- Приведённый фрагмент -

Уже неоднократно делались попытки создать «теорию управления» критическими системами и глобальными катастрофами. Но одно дело стремиться их предотвращать или снижать риски потерь от них, и совсем другое - управлять тем, что осталось после глобальной катастрофы! Проблема критической ситуации состоит в том, что в ее ходе среда обитания начинает «управлять» теми, кто только что рассматривал ее как некоторую инертную данность.

Как было уже показано многими авторами [Beck, 1992, 1999; Giddens, 1994; Beck et al., 1994], состояние современной глобальной СБТ-системы характеризуется такими основными признаками, как ее неустойчивость, непредсказуемость и, следовательно, нелинейный характер ее динамики (отягощенный непредвидимыми поворотами и бифуркациями). Соответственно, привычные для социолога системы аналитических координат, применяемые в социологических исследованиях (типа «большое-малое», «меньше-больше», «ближе-дальше», «мы-они» и т. п.) в условиях нелинейной динамики сложного целого, неприменимы. Более того, если глобальная система непредсказуема, значит, она практически неуправляема при помощи наличных инструментов.

Методологически для понимания критического состояния глобальной системы, исследователь должен подходить к объекту своего исследования диалектически, т.е. «сверху», анализируя глобальные проявления этого состояния (резкие изменения климата, техногенные катастрофы с глобальными последствиями, изменение геополитической карты мира, массовые трансграничные миграции), и «снизу», изучая возможные причины или источники этого состояния in situ. С моей точки зрения, неправы те, кто делает акцент на изучении преимущественно глобальных трансформаций, поскольку, как отмечалось выше, сегодня благодаря новым технологиям, «малое» (отдельный человек, малая группа) может спровоцировать риски глобального масштаба. Поэтому параллельно с анализом глобальных процессов я изучал типичные критические состояния современного города и отдельных групп его населения [Яницкий, 2017].

- Задание -
Верните приведённый фрагмент целиком, не меняя в нём ни слова.

- Исходные материалы -
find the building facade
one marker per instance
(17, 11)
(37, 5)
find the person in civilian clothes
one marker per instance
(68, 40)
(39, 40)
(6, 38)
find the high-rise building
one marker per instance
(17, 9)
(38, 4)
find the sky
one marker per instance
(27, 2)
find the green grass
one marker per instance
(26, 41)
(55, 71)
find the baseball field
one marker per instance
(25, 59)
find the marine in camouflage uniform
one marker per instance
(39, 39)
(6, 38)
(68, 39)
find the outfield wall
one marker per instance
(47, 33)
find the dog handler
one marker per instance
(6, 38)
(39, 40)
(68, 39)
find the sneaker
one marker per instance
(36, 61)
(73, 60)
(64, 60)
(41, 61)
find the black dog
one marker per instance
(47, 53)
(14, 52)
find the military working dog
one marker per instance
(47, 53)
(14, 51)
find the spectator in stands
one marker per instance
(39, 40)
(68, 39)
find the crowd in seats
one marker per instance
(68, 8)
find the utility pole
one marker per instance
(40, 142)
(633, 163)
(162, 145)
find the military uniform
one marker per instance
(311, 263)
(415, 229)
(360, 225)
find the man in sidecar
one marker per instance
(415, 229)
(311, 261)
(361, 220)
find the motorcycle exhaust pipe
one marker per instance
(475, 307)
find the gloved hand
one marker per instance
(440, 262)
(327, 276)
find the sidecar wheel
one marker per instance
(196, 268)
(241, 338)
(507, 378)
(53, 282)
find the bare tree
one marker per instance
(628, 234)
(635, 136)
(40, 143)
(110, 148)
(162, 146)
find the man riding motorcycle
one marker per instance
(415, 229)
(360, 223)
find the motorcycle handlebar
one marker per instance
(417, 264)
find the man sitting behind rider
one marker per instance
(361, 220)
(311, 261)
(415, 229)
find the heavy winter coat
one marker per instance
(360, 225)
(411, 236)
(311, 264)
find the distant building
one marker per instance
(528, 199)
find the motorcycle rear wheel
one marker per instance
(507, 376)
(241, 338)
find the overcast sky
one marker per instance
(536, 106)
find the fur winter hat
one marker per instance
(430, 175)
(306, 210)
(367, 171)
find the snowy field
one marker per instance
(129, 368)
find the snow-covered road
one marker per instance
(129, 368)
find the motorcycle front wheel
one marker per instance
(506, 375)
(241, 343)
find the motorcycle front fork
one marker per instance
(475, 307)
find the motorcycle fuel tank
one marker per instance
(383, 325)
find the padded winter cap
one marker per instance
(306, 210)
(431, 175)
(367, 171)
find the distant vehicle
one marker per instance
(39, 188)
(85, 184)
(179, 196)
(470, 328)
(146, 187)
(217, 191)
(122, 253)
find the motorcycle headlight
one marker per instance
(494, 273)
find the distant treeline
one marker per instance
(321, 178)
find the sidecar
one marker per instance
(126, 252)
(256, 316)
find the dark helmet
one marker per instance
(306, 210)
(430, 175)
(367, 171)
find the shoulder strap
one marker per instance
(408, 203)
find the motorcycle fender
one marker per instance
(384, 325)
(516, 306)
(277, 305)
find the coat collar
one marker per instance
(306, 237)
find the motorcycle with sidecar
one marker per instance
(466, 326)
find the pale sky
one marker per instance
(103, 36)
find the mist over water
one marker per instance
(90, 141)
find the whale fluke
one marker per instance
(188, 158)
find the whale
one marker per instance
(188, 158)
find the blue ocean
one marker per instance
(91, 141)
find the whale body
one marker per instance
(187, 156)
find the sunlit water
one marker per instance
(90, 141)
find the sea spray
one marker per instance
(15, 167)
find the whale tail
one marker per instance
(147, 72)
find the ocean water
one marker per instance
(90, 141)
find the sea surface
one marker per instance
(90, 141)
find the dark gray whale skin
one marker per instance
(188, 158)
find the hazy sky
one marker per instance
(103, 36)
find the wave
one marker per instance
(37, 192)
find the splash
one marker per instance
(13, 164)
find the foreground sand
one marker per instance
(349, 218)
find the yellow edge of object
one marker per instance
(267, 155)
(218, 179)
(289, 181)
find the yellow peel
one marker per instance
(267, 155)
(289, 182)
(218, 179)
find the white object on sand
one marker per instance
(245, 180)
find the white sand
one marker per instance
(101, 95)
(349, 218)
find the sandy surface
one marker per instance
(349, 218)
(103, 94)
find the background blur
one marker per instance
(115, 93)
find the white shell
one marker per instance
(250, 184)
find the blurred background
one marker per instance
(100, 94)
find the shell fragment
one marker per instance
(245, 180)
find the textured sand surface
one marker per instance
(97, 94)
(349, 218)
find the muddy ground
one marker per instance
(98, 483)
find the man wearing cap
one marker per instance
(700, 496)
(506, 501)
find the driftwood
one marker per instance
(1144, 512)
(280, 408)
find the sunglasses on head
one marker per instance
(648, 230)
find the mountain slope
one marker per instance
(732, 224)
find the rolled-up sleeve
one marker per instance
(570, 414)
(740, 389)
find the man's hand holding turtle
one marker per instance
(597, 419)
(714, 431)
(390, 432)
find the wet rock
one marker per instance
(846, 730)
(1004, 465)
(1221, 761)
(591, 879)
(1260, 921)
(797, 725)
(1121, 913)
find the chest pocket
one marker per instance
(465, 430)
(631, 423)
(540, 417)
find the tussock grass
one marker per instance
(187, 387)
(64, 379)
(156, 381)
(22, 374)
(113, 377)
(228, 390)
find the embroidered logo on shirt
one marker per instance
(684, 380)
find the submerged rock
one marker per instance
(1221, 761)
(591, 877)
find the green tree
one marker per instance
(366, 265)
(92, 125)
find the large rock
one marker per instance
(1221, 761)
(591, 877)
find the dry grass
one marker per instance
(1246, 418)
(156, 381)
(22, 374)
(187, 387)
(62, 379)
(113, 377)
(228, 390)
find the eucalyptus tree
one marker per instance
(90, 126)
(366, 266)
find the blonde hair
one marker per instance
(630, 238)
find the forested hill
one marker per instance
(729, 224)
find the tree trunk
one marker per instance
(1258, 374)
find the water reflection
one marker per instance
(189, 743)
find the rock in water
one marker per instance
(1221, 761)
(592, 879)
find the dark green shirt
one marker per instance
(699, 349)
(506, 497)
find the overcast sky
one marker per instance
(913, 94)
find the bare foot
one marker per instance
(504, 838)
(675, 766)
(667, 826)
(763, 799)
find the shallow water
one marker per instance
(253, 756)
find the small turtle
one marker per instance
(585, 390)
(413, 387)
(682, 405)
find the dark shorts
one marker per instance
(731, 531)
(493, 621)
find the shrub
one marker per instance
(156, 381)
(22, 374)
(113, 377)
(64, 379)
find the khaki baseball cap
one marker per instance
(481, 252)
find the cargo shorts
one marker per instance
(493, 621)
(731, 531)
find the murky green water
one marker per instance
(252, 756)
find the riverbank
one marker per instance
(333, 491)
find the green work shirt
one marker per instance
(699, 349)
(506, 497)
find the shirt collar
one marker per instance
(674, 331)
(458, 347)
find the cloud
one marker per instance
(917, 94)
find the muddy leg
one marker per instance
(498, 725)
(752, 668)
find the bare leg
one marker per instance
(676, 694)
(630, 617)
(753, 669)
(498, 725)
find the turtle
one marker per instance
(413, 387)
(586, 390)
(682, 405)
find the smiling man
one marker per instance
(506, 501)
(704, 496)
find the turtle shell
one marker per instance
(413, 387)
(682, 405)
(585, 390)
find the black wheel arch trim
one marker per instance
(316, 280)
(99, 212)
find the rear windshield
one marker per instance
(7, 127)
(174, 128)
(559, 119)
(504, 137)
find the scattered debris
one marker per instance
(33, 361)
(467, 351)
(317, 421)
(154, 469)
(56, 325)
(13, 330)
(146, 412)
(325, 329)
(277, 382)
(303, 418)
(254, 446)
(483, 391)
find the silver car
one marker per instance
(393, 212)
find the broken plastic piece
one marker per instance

- Ответ на задание -
Уже неоднократно делались попытки создать «теорию управления» критическими системами и глобальными катастрофами. Но одно дело стремиться их предотвращать или снижать риски потерь от них, и совсем другое - управлять тем, что осталось после глобальной катастрофы! Проблема критической ситуации состоит в том, что в ее ходе среда обитания начинает «управлять» теми, кто только что рассматривал ее как некоторую инертную данность.

Как было уже показано многими авторами [Beck, 1992, 1999; Giddens, 1994; Beck et al., 1994], состояние современной глобальной СБТ-системы характеризуется такими основными признаками, как ее неустойчивость, непредсказуемость и, следовательно, нелинейный характер ее динамики (отягощенный непредвидимыми поворотами и бифуркациями). Соответственно, привычные для социолога системы аналитических координат, применяемые в социологических исследованиях (типа «большое-малое», «меньше-больше», «ближе-дальше», «мы-они» и т. п.) в условиях нелинейной динамики сложного целого, неприменимы. Более того, если глобальная система непредсказуема, значит, она практически неуправляема при помощи наличных инструментов.

Методологически для понимания критического состояния глобальной системы, исследователь должен подходить к объекту своего исследования диалектически, т.е. «сверху», анализируя глобальные проявления этого состояния (резкие изменения климата, техногенные катастрофы с глобальными последствиями, изменение геополитической карты мира, массовые трансграничные миграции), и «снизу», изучая возможные причины или источники этого состояния in situ. С моей точки зрения, неправы те, кто делает акцент на изучении преимущественно глобальных трансформаций, поскольку, как отмечалось выше, сегодня благодаря новым технологиям, «малое» (отдельный человек, малая группа) может спровоцировать риски глобального масштаба. Поэтому параллельно с анализом глобальных процессов я изучал типичные критические состояния современного города и отдельных групп его населения [Яницкий, 2017].